*Письменное задание 1*: Переведите на английский язык предложение из фрагмента о семантическом ореоле метра: «Кирилл Тарановский – автор первой публикации на эту тему.»
*Письменное задание 2*: Обновите фрагмент о семантическом ореоле метра: перепишите часть, которая открывается словами «Не ходи так» и завершается словами «глины скудные пласты.», заменив «кусты» на «деревья».
*Письменное задание 3*: Продолжите рассуждение о семантическом ореоле метра, начав сразу после последней приведённой строки.

*Фрагмент документа*:
== == ==
То, что существует семантический ореол метра, открыто сравнительно недавно, но над этой проблемой думал ещё Андрей Белый, а потом, уже в начале шестидесятых годов, появилось сразу несколько чрезвычайно важных работ на эту тему. В числе главных русских стиховедов нельзя не назвать Михаила Леоновича Гаспарова, который этим занимался. Занимался этим и академик Колмогоров, которого очень интересовали зависимости между темой и ритмом. Занимался Александр Кондратов, прекрасный журналист, математик и поэт, кстати, хороший. Многие занимались, хотя первая публикация была сделана не ими. Кирилл Тарановский – автор первой публикации на эту тему.

Насколько я помню, впервые семантический ореол метра был рассмотрен на примере очень показательного в этом смысле размера – пятистопного хорея. Самый наглядный – это тема «Выхожу один я на дорогу», которая всегда в русской литературе оформляется пятистопным хореем. Есть знаменитый центон[29]29
  Центо́н – стихотворение, целиком составленное из известных предполагаемому читателю строк других стихотворений.


[Закрыть]
на эту тему:

 
Выхожу один я на дорогу;
Сквозь туман кремнистый путь блестит;
Ночь тиха. Пустыня внемлет богу,
И звезда с звездою говорит.
 
 
Так забудь же про свою тревогу,
Не грусти так шибко обо мне.
Не ходи так часто на дорогу
В старомодном ветхом шушуне.
 
 
Я люблю твой замысел упрямый
И играть согласен эту роль.
Но сейчас идёт другая драма,
И на этот раз меня уволь.
 
 
Выхожу я в путь, открытый взорам,
Ветер гнёт упругие кусты,
Битый камень лёг по косогорам,
Жёлтой глины скудные пласты.
 

Это всё, как вы понимаете, Есенин отвечает Лермонтову, в диалог вступает Блок, Пастернак («Гул затих. Я вышел на подмостки…»). И можно при желании сюда добавить:

 
Мы прошли разряды насекомых
С наливными рюмочками глаз.
Он сказал: природа вся в разломах,
Зренья нет – ты зришь в последний раз.
 

Ещё и Мандельштам со своим «Ламарком» придут нам на помощь – мотив выхода, движения из более узкого пространства в более широкое.

Анапест, в особенности трёхстопный, – это размер, который характерен для стихов о России. Возьмём блоковскую «Новую Америку», возьмём очень много текстов Некрасова на эту тему, «Рыцарь на час» в частности. Кстати, один мой студент заставил меня понять, что «Среди пыли, в рассохшемся доме» Юрия Кузнецова – это стихотворение именно о России:

 
Среди пыли, в рассохшемся доме
Одинокий хозяин живёт.
== == ==
*Исходные данные*:
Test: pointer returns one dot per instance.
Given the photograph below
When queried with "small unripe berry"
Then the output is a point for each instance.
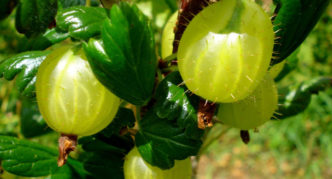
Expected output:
(136, 167)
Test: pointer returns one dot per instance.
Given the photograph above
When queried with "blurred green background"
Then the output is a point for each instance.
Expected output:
(296, 147)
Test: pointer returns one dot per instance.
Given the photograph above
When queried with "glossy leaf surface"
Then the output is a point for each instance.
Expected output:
(107, 149)
(25, 66)
(63, 4)
(36, 161)
(34, 16)
(294, 21)
(125, 61)
(43, 41)
(6, 7)
(81, 22)
(161, 141)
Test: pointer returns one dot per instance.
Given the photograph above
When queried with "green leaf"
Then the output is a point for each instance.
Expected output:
(174, 104)
(25, 66)
(124, 118)
(81, 22)
(62, 173)
(106, 151)
(64, 4)
(32, 122)
(34, 16)
(290, 65)
(105, 165)
(43, 41)
(296, 99)
(294, 21)
(161, 141)
(6, 7)
(125, 61)
(25, 158)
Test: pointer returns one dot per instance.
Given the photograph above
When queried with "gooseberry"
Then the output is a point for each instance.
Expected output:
(225, 51)
(136, 167)
(70, 98)
(254, 110)
(167, 37)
== == ==
*Ответ к упражнению 1*: Kirill Taranovsky is the author of the first publication on this topic.

*Ответ к упражнению 2*:
Не ходи так часто на дорогу
В старомодном ветхом шушуне.
 
 
Я люблю твой замысел упрямый
И играть согласен эту роль.
Но сейчас идёт другая драма,
И на этот раз меня уволь.
 
 
Выхожу я в путь, открытый взорам,
Ветер гнёт упругие деревья,
Битый камень лёг по косогорам,
Жёлтой глины скудные пласты.

*Ответ к упражнению 3*:
Раздражённо скрипят половицы,
А одна половица поёт.
 
 
Гром ударит ли с грозного неба,
Или лёгкая мышь прошмыгнёт, —
Раздражённо скрипят половицы,
А одна половица поёт.
 
 
Но когда молодую подругу
Нёс в руках через самую тьму,
Он прошёл по одной половице,
И весь путь она пела ему.
 

Про что это стихотворение? Про Бога, который живёт в России – рассохшемся доме, где вечно всего не хватает, где есть ропщущие и недовольные («Раздражённо скрипят половицы»), а есть любящие Родину («А одна половица поёт»). Блистательное стихотворение, оно с детства казалось мне совершенно волшебным. В нём есть и такой смысл, который приоткрывается только благодаря семантическому ореолу метра. Мы понимаем, о чём идёт речь, благодаря размеру.

Как я выбираю размер? Точно не знаю. Я делаю это интуитивно, но вполне сознательно. Я понимаю, что о процессах тяжёлых и трагических хореем не больно-то напишешь, особенно краткостопным – трёх-, четырёхстопным хореем. Я понимаю, что амфибрахий, например, – это размер энергичного действия, а он не очень подходит для стихов пантеистического, любовательского, натурно-природного склада и так далее. Но это всё находится у поэта, повторю, в сфере интуитивного.


– Сколько лет было Лужину, – имеется в виду герой Набокова, – когда он встретил будущую жену? Я высчитала, что тридцать. Почему у неё нет имени в романе?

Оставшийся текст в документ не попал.